What you have to do – Put every line of the entries below into a numbered list, leaving out blank lines and the pictures.

Data section –

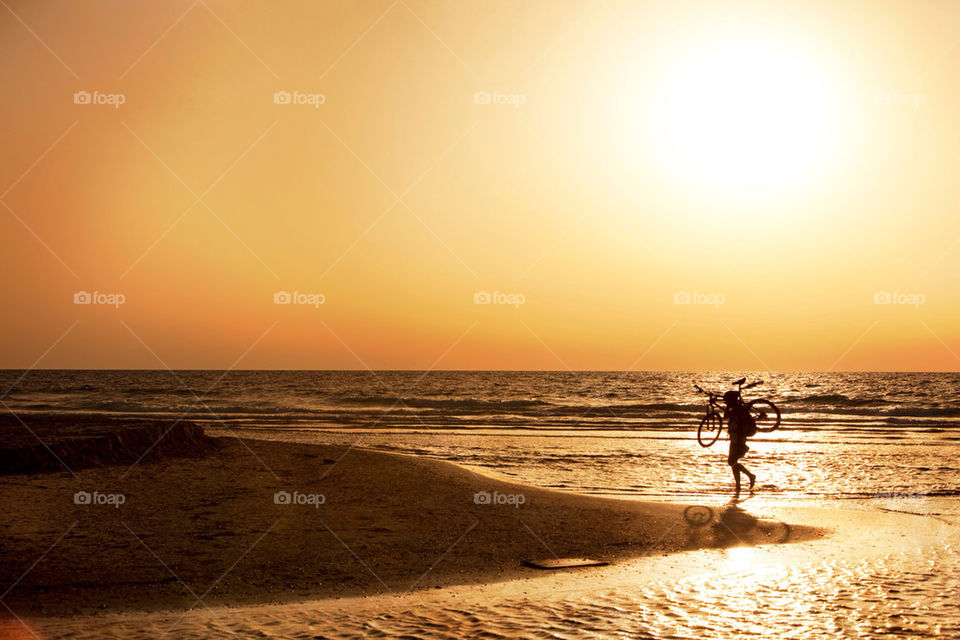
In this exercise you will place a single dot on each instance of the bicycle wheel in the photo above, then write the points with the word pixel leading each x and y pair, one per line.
pixel 709 429
pixel 766 415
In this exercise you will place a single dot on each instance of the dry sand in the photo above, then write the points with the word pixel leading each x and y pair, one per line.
pixel 210 528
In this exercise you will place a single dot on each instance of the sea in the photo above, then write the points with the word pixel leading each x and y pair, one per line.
pixel 842 435
pixel 848 442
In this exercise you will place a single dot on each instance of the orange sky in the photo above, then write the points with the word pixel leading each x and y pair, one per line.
pixel 785 168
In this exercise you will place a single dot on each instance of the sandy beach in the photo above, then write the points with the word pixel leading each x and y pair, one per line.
pixel 266 522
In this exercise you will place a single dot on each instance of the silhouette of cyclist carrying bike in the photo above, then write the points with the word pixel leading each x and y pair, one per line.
pixel 741 426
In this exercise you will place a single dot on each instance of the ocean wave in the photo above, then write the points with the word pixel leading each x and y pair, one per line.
pixel 431 403
pixel 837 399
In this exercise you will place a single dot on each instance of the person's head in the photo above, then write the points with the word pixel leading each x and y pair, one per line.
pixel 732 399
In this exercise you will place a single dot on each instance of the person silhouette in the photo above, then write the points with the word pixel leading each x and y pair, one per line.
pixel 741 426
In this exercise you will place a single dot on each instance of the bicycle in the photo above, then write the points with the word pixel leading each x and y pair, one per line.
pixel 765 413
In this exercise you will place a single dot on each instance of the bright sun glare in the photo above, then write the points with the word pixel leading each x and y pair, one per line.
pixel 745 114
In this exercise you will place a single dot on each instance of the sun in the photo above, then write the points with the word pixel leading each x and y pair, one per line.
pixel 741 113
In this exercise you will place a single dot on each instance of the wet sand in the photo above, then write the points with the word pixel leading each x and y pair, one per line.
pixel 211 531
pixel 878 573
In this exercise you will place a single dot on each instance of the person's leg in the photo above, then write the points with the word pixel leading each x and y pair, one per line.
pixel 735 467
pixel 753 478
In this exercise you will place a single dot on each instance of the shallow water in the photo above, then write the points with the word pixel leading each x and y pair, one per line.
pixel 891 583
pixel 878 443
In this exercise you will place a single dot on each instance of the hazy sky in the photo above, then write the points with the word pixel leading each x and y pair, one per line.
pixel 656 185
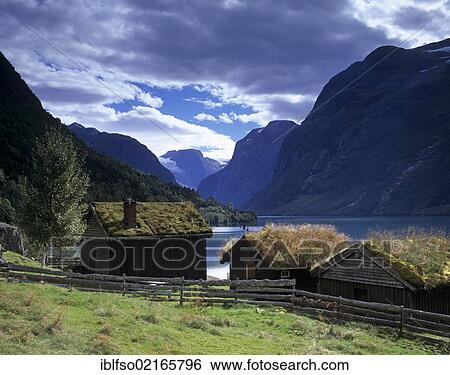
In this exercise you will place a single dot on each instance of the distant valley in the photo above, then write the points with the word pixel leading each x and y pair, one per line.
pixel 124 149
pixel 189 167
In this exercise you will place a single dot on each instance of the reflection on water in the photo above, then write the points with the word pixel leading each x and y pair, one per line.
pixel 355 227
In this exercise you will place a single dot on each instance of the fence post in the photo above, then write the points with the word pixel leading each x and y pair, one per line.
pixel 293 295
pixel 181 291
pixel 402 318
pixel 70 281
pixel 339 309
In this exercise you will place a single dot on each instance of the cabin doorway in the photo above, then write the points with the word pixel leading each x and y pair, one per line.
pixel 360 294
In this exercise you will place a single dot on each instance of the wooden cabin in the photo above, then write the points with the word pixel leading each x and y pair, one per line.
pixel 152 239
pixel 247 262
pixel 362 274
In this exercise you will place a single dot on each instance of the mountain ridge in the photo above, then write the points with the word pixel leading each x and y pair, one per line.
pixel 257 153
pixel 189 166
pixel 375 143
pixel 123 148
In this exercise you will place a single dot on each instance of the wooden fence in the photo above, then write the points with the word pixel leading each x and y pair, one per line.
pixel 257 292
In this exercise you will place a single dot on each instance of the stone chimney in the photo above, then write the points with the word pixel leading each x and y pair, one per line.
pixel 129 213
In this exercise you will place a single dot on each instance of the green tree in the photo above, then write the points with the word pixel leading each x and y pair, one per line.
pixel 53 198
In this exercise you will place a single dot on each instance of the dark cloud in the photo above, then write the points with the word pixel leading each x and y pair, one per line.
pixel 262 47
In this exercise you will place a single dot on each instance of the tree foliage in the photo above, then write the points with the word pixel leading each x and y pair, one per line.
pixel 53 197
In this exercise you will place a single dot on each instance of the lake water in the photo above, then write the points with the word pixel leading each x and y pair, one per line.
pixel 355 227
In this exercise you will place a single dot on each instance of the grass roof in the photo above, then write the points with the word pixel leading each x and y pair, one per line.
pixel 291 246
pixel 421 257
pixel 153 219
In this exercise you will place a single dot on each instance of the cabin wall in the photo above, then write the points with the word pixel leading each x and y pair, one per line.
pixel 150 257
pixel 435 300
pixel 245 264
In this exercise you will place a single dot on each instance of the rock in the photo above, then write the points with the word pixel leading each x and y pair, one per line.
pixel 10 238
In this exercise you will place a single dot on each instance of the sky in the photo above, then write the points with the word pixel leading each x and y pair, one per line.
pixel 199 73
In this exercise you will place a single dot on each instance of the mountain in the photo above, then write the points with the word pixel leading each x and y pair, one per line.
pixel 189 166
pixel 124 149
pixel 376 142
pixel 251 167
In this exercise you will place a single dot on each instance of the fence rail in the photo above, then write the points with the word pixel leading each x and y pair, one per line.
pixel 256 292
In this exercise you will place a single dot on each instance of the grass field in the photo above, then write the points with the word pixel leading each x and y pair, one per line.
pixel 44 319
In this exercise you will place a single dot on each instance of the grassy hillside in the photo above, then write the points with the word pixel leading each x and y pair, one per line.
pixel 42 319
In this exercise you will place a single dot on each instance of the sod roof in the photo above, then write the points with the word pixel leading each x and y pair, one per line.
pixel 153 219
pixel 293 246
pixel 421 257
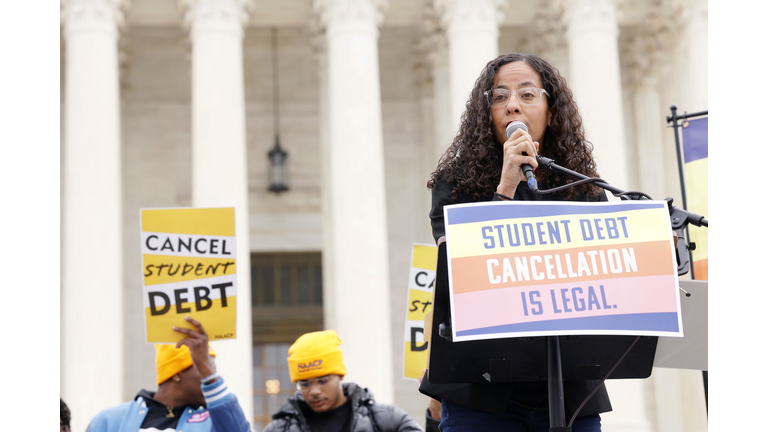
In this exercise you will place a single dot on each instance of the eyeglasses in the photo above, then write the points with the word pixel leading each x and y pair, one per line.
pixel 307 384
pixel 526 96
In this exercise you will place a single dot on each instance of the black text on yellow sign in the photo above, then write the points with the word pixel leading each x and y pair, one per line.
pixel 189 269
pixel 421 281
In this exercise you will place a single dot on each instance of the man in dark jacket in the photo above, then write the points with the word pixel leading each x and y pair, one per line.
pixel 323 403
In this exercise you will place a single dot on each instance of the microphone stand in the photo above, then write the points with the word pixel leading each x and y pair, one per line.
pixel 679 218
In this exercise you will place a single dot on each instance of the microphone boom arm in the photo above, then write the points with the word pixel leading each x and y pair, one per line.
pixel 680 218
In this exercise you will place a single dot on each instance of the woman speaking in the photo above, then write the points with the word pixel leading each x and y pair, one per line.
pixel 484 164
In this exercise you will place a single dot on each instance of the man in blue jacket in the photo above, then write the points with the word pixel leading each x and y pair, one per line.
pixel 191 396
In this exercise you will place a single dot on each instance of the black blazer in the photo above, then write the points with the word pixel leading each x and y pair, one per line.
pixel 493 398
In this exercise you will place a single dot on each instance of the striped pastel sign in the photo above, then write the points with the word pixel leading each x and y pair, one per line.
pixel 188 269
pixel 534 268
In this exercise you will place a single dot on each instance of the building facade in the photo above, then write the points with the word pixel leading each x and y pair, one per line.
pixel 170 103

The output –
1. In this exercise you will place a single dot on each instance of the bicycle wheel in the photo above, then write the points with the word pixel leading each x and y pair, one per line.
2. pixel 709 429
3. pixel 766 415
4. In this exercise you will place a single dot on each instance of the dry sand in the photo above, then write the points with the word pixel leading each x and y pair, one per line.
5. pixel 210 528
6. In this exercise you will place a single dot on each instance of the sea in the photo above, then write the points with the word pixel leading each x and y pair, one per line.
7. pixel 842 435
8. pixel 848 442
9. In this exercise you will place a single dot on each instance of the orange sky in the photo above, then write the points with the word pixel leading each x and y pair, one per line.
10. pixel 785 168
11. In this exercise you will place a single dot on each instance of the sandy beach in the photo above, then write the points with the word pixel leading each x and y pair, one per line.
12. pixel 266 522
13. In this exercise you will place a single dot on each instance of the silhouette of cyclist carrying bike in the photo above, then write the points with the word pixel leading each x and y pair, one per line.
14. pixel 741 426
15. In this exercise you will place a single dot on each instance of the ocean wave in the photo above, then write the points with the word pixel leading each x and y pair, one per line.
16. pixel 431 403
17. pixel 837 399
18. In this exercise you will place a single dot on each instance of the person's head in the photo above, then write the points with the word pixel leading each x and y pair, one per line.
19. pixel 732 399
20. In this exercise you will place a single dot on each instance of the person silhouette in the photo above, then write the points with the word pixel leading each x and y pair, one per line.
21. pixel 741 426
22. In this exercise you will place a single dot on each instance of the bicycle in the photo above, then write the points with the word pixel leading each x and y pair, one per line.
23. pixel 765 413
24. In this exercise you will place a single dot on each instance of the bright sun glare in the photo above, then write the points with the word pixel leading each x and y pair, one per line.
25. pixel 745 114
26. In this exercise you will place a single dot on each instance of the sun in the photo above, then write the points with the word pixel leading each x and y pair, one per line.
27. pixel 741 113
28. In this exercise you will place a single dot on each instance of the wet sand in the photo above, then write the points with the word pixel leading each x and y pair, one per line.
29. pixel 211 531
30. pixel 878 573
31. In this exercise you will place a single dot on each instance of the person's leg in the photo above, then write the points with the word pixel leading each x and y pair, one per line.
32. pixel 735 467
33. pixel 753 478
34. In this exercise you will place a single dot on each instance of the shallow water in the photo above, then write the points with the word pixel leading each x and y pair, one per line.
35. pixel 891 583
36. pixel 878 443
37. In this exercise you will place a single dot on each instance of the hazy sky in the photo above, then write the points with the word pixel leading each x and y pair, one per line.
38. pixel 656 185
39. In this exercise you will place a single dot on each instance of the distant valley in the photo above, then write the points with the word pixel leading each x and y pair, one per line.
40. pixel 124 149
41. pixel 189 167
42. In this exercise you will place a single dot on each instance of the reflection on water in the photo above, then write the points with the word pixel leading each x and y pair, one per line.
43. pixel 355 227
44. In this exercise you will place a single dot on each instance of the fence post in the photo above, then write the points with the word pixel leading each x and y pair, one per line.
45. pixel 293 295
46. pixel 181 291
47. pixel 402 318
48. pixel 70 281
49. pixel 339 309
50. In this exercise you will place a single dot on each instance of the cabin doorway in the photo above, then write the points with the word pixel leading each x and y pair, one per line.
51. pixel 360 294
52. In this exercise you will place a single dot on each instance of the wooden cabin in the photo above, then write the points with the word pixel leading each x and y pair, one per line.
53. pixel 152 239
54. pixel 247 262
55. pixel 362 274
56. In this exercise you will place a single dot on each instance of the mountain ridge in the photo above, then write the points with the word pixel leading each x and y pair, one per line.
57. pixel 257 153
58. pixel 189 166
59. pixel 375 143
60. pixel 123 148
61. In this exercise you will place a single dot on each instance of the wooden fence in the photo above, then write the points with the word pixel leading each x and y pair, one per line.
62. pixel 257 292
63. In this exercise you will place a single dot on each instance of the stone chimney in the photo above, then write the points with the word pixel leading each x and y pair, one per line.
64. pixel 129 213
65. In this exercise you will place a single dot on each instance of the green tree in the photo above, then write the points with the word pixel leading each x and y pair, one per line.
66. pixel 53 198
67. In this exercise you will place a single dot on each instance of the dark cloud in the photo above, then write the points with the word pixel leading each x and y pair, one per line.
68. pixel 262 47
69. In this exercise you will place a single dot on each instance of the tree foliage in the photo above, then write the points with the word pixel leading each x and y pair, one per line.
70. pixel 53 197
71. In this exercise you will place a single dot on each instance of the lake water in the photo above, then write the points with the word pixel leading each x and y pair, one per line.
72. pixel 355 227
73. In this exercise you will place a single dot on each instance of the grass roof in the photo above, then write the points with the word pixel leading each x and y pair, one per line.
74. pixel 291 246
75. pixel 421 257
76. pixel 153 219
77. In this exercise you will place a single dot on each instance of the cabin wall in the photo above, then write the points with the word pixel leading each x and y pair, one per line.
78. pixel 150 257
79. pixel 435 300
80. pixel 245 264
81. In this exercise you will place a single dot on each instance of the rock in the photo above, then write the points with the word pixel leading each x and y pair, one per line.
82. pixel 10 238
83. In this exercise you will place a single dot on each instance of the sky in the photo above, then write the points with the word pixel leading each x and y pair, one per line.
84. pixel 199 73
85. In this exercise you will place a single dot on each instance of the mountain in the photo above, then write the points with the word pixel leading each x and y pair, one per line.
86. pixel 189 166
87. pixel 124 149
88. pixel 376 142
89. pixel 251 167
90. In this exercise you will place a single dot on each instance of the fence rail in the photo above, then write the points with the word pixel leading each x and y pair, one per line.
91. pixel 256 292
92. In this exercise you will place a single dot on each instance of the grass field in the photo above, then write the points with the word pixel leading each x and y pair, one per line.
93. pixel 44 319
94. In this exercise you will place a single dot on each instance of the grassy hillside in the photo above, then write the points with the word pixel leading each x and y pair, one per line.
95. pixel 42 319
96. In this exercise you will place a single dot on each instance of the sod roof in the photo above, then write the points with the word pixel leading each x and y pair, one per line.
97. pixel 153 219
98. pixel 293 246
99. pixel 421 257
100. In this exercise you will place a single dot on each instance of the eyeglasses in the photo above, then write the points with the word pixel leading each x and y pair, one per line.
101. pixel 307 384
102. pixel 526 96
103. In this exercise you will place a single dot on each instance of the black text on yellow sign in the photo above, then write the points with the word pixel leading each x and y pair, one per line.
104. pixel 189 269
105. pixel 421 281
106. In this exercise you will place a single dot on each instance of the man in dark jacket in the photo above, then write the points with the word pixel leading each x and y pair, one per line.
107. pixel 323 403
108. In this exercise you will place a single dot on each instance of the microphone stand in the photo above, then write the points with the word pixel leading each x and y pair, one per line.
109. pixel 679 218
110. In this exercise you will place a single dot on each instance of the microphone boom arm in the photo above, then write the points with the word pixel leading each x and y pair, one per line.
111. pixel 680 218
112. In this exercise you will place a single dot on each instance of the woman speaking in the photo above, then write the points with the word pixel leading each x and y pair, one per line.
113. pixel 484 164
114. In this exercise you will place a single dot on each instance of the man in blue jacket in the photo above, then write the points with the word pixel leading each x and y pair, one per line.
115. pixel 191 396
116. In this exercise you will place a single dot on each instance of the black blazer in the photo above, then write the points with the word pixel leading each x and y pair, one per line.
117. pixel 493 398
118. In this exercise you will place a single dot on each instance of the striped pastel sign in the photo above, then write the points with the word pixel leading each x and y pair, one per line.
119. pixel 188 269
120. pixel 534 268
121. In this exercise you will place a single dot on each instance of the building facade in the photo above, then write the points with the word pixel leading each x and y pair, one per line.
122. pixel 170 103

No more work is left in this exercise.